Your goal:
From the records below, copy out exactly the lines from the one containing "Target: dark sedan" to the one containing "it: point(476, 321).", both included. Add nothing else.

***** Record excerpts *****

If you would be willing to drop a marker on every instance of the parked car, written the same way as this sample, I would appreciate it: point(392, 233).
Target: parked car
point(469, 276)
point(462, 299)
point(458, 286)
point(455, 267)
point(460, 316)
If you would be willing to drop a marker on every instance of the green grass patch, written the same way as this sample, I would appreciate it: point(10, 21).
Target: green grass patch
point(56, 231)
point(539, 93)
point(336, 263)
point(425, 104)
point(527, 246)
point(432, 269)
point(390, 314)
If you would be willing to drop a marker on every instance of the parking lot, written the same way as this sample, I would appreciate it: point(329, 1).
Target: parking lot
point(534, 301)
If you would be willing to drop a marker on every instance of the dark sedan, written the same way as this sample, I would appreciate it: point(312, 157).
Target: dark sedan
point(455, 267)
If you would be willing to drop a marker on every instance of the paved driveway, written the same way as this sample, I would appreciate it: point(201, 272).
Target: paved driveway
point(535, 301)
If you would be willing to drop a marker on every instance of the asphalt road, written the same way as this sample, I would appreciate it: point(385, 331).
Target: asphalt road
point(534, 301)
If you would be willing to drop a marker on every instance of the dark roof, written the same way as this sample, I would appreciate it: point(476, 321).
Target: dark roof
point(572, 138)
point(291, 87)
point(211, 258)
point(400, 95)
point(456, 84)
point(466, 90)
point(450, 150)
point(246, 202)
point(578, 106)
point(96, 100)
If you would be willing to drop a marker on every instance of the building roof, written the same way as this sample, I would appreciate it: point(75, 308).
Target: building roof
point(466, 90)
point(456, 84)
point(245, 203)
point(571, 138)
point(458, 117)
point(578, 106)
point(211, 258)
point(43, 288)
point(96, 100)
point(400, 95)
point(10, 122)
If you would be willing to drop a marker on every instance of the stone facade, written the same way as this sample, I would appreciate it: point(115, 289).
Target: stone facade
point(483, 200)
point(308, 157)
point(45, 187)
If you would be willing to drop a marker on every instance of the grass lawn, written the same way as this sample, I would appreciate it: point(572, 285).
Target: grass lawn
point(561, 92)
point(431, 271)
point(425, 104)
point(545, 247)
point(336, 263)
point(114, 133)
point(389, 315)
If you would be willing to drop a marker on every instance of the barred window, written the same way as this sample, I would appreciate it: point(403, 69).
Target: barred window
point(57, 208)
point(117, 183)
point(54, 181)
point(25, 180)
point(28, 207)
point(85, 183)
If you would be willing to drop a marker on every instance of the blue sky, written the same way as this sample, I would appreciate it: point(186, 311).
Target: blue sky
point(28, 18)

*****

Task response:
Target: dark sedan
point(455, 267)
If you would be willing to drop a marker on every instance of the paved driveway, written the same way as this sample, I would appreciate it: point(201, 272).
Target: paved driveway
point(535, 301)
If you would be willing to drop a marker on every instance of the asphalt road, written the same way as this sample, I would appreciate it: point(385, 331).
Target: asphalt road
point(534, 301)
If you would be willing to drop a marker on every instance of the dark roof, written the same way as this sample, I would appreciate it: point(476, 321).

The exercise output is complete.